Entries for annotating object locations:
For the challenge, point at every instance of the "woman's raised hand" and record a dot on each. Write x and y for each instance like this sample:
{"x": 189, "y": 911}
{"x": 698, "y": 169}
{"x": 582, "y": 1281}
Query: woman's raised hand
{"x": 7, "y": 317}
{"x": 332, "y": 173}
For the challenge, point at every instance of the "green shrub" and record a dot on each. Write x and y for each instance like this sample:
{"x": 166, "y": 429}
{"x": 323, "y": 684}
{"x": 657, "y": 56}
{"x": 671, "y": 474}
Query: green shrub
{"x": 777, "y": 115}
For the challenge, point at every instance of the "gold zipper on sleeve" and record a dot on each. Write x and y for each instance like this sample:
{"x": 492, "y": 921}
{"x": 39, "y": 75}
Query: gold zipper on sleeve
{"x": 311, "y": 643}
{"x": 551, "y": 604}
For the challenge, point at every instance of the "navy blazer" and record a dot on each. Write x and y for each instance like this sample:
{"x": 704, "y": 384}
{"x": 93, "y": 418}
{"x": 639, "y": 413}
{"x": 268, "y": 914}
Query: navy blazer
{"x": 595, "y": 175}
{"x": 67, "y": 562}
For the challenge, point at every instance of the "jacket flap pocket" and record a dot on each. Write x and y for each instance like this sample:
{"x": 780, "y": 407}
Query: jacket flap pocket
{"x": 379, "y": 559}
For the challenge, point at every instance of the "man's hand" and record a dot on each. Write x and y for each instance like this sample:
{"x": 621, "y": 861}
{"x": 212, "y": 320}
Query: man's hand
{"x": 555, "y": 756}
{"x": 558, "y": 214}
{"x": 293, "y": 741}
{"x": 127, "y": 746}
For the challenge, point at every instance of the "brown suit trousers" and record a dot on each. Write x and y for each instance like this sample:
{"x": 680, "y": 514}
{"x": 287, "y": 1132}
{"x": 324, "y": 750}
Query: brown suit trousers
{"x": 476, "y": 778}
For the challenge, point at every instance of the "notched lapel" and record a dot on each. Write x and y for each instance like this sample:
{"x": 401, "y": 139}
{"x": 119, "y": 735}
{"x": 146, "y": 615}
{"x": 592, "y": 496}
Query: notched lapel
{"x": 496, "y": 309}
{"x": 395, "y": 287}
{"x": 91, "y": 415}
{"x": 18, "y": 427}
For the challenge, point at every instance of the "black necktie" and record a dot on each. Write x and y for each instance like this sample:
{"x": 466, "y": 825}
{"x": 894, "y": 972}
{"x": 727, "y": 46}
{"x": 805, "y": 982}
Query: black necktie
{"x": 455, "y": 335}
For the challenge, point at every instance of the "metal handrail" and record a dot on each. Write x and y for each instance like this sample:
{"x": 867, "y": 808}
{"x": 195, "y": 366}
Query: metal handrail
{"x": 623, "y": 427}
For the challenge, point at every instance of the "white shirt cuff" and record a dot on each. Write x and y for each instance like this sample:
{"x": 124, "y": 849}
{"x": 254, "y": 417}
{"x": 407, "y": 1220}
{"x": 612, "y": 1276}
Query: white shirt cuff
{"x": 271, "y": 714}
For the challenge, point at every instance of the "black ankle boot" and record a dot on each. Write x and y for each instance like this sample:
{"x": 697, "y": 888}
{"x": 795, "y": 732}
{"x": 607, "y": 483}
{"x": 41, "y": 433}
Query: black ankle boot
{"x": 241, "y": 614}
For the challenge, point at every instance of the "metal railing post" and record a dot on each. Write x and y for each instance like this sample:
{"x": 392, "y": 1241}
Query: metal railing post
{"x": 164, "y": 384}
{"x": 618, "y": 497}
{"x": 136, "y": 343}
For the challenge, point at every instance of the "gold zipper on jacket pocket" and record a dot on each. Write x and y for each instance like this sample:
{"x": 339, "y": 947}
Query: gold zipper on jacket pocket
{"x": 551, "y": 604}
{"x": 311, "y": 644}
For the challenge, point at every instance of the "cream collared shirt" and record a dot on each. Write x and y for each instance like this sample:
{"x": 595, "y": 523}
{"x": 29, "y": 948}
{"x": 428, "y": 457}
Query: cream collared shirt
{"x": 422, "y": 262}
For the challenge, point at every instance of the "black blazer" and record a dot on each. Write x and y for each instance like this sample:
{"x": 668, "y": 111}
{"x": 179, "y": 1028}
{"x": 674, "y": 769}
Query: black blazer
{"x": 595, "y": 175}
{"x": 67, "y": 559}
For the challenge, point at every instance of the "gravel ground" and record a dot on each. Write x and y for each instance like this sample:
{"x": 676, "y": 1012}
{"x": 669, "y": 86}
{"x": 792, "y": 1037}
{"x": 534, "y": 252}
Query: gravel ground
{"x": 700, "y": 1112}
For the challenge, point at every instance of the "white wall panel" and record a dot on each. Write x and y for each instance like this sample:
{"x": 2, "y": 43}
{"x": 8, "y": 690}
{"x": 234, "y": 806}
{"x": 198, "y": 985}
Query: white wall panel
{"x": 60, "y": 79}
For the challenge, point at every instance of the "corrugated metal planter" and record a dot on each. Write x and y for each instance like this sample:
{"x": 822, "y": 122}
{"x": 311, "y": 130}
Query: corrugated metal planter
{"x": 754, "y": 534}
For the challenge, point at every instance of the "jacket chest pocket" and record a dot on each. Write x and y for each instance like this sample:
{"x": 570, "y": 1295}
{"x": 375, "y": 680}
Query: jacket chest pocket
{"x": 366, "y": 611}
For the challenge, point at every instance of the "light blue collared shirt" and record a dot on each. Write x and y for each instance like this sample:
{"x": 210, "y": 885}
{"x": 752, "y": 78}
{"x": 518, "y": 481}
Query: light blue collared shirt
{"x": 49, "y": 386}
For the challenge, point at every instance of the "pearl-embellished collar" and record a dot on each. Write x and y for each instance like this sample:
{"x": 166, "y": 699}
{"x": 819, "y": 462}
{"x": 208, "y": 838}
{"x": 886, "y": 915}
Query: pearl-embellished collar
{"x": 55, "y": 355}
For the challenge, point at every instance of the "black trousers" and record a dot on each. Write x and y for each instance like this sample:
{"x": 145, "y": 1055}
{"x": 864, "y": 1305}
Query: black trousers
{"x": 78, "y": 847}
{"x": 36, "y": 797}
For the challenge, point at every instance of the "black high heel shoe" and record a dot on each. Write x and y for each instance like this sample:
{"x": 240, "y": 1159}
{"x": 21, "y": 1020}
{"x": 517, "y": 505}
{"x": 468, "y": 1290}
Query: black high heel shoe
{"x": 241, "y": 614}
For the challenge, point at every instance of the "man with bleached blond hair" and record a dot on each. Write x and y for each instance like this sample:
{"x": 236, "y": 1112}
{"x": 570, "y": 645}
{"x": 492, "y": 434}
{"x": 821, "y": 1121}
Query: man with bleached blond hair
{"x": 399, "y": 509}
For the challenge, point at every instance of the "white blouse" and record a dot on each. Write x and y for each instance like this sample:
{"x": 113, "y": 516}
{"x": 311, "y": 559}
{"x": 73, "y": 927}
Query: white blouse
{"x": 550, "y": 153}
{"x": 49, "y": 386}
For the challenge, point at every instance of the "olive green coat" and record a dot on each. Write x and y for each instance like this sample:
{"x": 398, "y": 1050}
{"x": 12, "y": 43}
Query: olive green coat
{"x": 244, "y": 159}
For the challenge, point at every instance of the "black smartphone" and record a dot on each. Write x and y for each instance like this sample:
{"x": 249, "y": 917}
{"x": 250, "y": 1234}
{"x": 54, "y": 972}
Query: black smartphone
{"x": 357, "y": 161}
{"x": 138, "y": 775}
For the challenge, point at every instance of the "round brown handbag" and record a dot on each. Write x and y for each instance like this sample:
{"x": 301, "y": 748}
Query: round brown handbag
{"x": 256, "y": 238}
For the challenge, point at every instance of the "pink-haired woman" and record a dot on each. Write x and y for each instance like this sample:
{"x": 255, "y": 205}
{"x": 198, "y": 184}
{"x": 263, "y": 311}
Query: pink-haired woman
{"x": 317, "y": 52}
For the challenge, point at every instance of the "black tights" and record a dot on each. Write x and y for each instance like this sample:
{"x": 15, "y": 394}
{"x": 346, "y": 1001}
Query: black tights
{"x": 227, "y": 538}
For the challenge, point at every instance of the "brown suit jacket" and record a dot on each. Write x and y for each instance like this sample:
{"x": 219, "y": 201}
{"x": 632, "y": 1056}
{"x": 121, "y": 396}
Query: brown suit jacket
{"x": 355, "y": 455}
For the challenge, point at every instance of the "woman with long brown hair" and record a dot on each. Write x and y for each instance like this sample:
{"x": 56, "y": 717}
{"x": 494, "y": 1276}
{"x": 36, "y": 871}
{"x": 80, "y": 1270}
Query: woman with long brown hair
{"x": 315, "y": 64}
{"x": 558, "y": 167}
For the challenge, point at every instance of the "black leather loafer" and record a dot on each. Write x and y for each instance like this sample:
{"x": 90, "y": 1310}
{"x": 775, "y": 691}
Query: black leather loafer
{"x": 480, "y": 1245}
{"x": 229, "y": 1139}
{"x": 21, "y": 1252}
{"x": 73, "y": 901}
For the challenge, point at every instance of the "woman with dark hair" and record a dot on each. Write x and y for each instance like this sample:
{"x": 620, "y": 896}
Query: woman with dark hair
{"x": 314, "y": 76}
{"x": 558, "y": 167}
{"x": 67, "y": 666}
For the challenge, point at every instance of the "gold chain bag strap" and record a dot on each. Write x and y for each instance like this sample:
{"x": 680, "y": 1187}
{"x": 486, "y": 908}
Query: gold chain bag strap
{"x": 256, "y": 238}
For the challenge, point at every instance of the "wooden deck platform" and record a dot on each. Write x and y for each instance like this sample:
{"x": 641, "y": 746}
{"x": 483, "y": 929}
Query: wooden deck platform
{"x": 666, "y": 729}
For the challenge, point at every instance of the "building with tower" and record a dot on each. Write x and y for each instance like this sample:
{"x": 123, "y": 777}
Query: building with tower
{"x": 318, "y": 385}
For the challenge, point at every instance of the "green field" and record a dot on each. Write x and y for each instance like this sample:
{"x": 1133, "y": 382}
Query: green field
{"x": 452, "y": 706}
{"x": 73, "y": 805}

Task goal: Gather every line of the entries above that contains the string "corrugated", copying each line in full. Treat uppercase and lowercase as different, so only exact case matches count.

Exercise answer:
For the challenge, point at every instance of the "corrugated metal planter" and record a dot on each. Write x and y for each instance like this sample:
Query: corrugated metal planter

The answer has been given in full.